• TO DO:
Your task is to write out exactly the lines from the line containing "positive clicks: (194, 206)" through the end of the records, inclusive at both ends.

■ ■ ■ ■ ■ ■ ■

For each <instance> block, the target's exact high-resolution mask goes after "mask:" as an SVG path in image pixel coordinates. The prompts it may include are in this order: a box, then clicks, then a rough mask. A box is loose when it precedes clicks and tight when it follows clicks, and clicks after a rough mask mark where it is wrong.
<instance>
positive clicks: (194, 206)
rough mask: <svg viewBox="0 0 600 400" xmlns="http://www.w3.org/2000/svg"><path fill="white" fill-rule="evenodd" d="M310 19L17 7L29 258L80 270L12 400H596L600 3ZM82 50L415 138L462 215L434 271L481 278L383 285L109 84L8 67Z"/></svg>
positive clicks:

■ ■ ■ ■ ■ ■ ■

• WRITTEN RESPONSE:
positive clicks: (194, 206)
rough mask: <svg viewBox="0 0 600 400" xmlns="http://www.w3.org/2000/svg"><path fill="white" fill-rule="evenodd" d="M310 19L17 7L29 258L80 270L12 400H596L600 3ZM82 50L415 138L462 215L434 271L481 278L383 285L109 84L8 67Z"/></svg>
positive clicks:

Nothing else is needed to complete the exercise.